Exercise instructions. Every line from the one with "the car fender." through the end of the records below should be restated word for word, and nothing outside that span.

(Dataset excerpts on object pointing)
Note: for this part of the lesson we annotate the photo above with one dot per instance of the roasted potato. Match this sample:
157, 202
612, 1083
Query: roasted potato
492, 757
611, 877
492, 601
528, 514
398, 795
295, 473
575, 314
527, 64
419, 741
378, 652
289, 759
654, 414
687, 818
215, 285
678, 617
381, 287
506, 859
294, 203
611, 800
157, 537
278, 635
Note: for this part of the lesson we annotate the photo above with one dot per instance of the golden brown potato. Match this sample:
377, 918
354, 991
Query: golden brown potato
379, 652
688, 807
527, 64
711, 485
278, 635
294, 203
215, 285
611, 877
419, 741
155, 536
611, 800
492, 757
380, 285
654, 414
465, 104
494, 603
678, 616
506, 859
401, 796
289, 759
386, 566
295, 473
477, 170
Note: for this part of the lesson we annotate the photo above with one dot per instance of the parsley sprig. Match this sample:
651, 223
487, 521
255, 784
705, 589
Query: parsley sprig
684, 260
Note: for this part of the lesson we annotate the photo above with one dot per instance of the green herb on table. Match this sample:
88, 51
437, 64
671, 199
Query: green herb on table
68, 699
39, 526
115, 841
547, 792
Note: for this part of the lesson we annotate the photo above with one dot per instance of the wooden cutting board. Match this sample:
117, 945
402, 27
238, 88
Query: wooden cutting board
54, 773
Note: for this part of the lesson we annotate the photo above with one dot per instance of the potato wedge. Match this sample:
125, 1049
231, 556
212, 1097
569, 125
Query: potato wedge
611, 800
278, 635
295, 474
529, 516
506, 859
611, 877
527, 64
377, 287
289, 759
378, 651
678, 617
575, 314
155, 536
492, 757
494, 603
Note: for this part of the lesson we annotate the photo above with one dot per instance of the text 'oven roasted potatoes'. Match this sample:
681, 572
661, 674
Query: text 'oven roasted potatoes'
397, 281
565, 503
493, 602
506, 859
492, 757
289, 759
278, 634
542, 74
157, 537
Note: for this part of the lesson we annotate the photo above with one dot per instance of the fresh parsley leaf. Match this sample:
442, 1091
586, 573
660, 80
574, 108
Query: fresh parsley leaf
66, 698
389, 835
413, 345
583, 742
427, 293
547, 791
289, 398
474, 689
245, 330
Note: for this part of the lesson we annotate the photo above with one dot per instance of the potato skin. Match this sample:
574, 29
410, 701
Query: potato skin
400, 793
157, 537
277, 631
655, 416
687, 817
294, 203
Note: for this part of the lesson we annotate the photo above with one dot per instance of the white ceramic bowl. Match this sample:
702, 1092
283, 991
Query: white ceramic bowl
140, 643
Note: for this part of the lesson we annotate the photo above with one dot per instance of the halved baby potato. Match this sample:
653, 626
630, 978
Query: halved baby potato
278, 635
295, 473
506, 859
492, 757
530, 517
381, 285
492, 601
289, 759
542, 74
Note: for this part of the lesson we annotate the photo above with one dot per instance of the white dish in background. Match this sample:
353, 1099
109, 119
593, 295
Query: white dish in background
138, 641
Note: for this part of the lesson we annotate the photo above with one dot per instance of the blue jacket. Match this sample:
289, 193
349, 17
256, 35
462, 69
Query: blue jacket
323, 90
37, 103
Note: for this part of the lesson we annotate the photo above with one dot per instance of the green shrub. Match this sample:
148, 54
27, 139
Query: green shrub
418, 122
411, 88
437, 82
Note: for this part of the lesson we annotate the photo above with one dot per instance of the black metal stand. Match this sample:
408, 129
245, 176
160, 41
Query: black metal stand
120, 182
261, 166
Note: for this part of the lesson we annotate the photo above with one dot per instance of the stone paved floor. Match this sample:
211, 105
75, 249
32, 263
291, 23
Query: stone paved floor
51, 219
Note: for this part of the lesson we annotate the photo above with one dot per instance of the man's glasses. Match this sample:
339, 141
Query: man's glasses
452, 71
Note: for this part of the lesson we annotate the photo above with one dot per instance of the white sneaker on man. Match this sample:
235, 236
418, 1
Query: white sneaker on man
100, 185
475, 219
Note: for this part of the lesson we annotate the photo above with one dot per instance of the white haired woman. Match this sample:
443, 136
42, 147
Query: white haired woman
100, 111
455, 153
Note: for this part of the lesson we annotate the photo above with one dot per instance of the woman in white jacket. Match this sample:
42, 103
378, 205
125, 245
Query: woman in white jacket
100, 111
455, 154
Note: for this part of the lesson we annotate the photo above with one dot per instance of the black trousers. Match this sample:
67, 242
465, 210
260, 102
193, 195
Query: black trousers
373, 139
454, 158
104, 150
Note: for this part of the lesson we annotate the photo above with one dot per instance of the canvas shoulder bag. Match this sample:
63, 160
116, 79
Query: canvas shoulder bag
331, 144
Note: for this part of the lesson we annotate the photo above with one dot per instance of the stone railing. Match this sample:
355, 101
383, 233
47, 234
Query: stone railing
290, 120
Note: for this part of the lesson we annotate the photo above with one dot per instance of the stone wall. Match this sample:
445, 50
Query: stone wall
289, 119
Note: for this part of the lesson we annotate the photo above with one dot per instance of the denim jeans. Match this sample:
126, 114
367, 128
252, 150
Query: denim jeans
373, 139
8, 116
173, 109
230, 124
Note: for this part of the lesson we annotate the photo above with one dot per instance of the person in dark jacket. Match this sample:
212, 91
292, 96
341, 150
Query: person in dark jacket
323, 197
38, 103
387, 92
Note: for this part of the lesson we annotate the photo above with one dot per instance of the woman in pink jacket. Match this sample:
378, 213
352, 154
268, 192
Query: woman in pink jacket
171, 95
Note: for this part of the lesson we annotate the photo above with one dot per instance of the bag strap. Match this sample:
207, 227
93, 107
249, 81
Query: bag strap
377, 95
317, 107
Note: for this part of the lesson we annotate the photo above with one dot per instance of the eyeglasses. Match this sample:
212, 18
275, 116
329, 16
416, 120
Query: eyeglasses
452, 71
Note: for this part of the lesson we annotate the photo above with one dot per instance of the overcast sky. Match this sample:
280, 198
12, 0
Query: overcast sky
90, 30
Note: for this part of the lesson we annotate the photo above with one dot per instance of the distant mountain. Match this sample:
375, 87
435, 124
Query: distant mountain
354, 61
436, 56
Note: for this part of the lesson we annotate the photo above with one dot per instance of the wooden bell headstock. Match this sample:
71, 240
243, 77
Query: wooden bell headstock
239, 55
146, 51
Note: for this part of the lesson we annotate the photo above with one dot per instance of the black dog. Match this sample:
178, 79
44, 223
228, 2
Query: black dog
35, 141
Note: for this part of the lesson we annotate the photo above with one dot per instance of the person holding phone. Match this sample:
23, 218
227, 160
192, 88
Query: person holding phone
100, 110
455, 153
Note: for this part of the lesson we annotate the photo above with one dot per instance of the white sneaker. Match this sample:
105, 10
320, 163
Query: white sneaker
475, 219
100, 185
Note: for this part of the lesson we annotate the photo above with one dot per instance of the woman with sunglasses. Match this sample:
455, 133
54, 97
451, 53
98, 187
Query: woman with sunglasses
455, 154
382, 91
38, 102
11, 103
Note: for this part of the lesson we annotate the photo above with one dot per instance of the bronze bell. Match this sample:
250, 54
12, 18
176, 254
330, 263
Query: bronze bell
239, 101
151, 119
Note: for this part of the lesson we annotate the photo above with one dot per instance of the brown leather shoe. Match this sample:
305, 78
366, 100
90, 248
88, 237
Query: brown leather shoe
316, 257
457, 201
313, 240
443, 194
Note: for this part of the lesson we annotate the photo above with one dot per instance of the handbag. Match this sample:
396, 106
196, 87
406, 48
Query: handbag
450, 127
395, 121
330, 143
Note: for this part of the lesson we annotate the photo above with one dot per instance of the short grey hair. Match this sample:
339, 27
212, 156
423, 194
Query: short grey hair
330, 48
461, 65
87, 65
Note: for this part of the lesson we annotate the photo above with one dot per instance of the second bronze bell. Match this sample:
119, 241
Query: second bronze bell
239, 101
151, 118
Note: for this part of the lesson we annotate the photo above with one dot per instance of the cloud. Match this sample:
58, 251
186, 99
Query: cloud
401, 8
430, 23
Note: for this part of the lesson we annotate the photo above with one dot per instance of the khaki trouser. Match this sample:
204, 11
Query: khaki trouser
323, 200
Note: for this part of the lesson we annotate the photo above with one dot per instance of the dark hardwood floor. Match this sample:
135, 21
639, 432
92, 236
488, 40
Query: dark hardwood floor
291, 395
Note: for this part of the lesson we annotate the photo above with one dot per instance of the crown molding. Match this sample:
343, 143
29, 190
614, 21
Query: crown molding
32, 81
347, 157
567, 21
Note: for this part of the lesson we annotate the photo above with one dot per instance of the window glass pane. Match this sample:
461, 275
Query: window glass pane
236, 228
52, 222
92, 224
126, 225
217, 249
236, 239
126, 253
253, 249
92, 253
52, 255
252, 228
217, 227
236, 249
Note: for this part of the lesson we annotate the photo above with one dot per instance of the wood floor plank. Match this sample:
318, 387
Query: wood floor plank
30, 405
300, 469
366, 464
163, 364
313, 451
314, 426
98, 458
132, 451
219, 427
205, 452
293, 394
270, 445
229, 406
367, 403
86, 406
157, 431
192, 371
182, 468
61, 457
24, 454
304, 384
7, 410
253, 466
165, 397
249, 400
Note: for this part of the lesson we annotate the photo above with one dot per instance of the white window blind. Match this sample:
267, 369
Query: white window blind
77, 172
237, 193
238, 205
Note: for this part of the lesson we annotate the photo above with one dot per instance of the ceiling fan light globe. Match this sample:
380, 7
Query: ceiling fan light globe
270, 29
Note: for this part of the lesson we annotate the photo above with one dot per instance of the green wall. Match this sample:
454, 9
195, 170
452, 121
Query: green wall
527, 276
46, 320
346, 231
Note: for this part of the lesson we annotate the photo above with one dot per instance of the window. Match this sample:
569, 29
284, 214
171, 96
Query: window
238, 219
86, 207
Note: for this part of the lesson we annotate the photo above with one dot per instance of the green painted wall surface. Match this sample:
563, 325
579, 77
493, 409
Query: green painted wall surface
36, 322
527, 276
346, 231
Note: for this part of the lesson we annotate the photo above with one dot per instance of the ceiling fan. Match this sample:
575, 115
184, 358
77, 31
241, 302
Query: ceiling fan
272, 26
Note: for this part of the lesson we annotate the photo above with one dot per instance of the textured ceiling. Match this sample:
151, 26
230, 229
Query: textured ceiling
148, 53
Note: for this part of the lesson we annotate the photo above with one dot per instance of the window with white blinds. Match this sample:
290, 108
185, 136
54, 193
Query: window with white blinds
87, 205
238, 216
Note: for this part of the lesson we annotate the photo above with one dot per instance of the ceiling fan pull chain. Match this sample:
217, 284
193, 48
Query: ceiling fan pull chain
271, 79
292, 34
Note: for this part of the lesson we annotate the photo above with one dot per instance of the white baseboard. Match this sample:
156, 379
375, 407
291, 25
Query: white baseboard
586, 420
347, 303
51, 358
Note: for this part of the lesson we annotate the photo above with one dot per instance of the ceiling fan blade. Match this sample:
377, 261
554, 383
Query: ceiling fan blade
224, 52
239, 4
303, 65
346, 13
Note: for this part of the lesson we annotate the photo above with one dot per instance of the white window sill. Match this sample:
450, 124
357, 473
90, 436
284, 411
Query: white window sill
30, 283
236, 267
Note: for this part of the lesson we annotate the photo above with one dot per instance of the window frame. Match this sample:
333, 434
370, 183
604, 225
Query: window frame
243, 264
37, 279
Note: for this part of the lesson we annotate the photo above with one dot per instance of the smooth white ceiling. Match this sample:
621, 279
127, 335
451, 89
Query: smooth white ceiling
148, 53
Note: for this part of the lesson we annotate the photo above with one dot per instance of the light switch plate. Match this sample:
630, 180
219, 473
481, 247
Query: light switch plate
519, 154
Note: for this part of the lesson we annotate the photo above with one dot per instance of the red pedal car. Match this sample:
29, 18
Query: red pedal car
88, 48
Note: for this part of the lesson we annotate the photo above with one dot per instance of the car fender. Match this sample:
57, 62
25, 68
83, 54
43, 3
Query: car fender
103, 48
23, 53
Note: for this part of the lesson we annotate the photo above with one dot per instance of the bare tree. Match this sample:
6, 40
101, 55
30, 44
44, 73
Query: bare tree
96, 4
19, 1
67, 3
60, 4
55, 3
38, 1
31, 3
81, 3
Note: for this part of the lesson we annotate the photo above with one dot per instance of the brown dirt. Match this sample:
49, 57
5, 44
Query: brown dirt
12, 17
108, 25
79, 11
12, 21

Response for this exercise.
Note: for this part of the lesson we annotate the photo above with one dot per instance of the car fender. Match this sample:
57, 62
25, 68
83, 54
43, 3
Query: car fender
103, 48
23, 53
Note: for this part of the lesson we annotate the photo above with one dot per instance of the bare tree. Match this sample:
6, 40
101, 55
30, 44
44, 73
Query: bare tree
96, 4
19, 1
67, 3
60, 4
55, 3
38, 1
31, 3
81, 3
Note: for this part of the lesson we annotate the photo above with one dot per instance of the brown dirt. Match this sample:
49, 57
5, 44
Query: brown dirt
12, 17
108, 25
79, 11
12, 21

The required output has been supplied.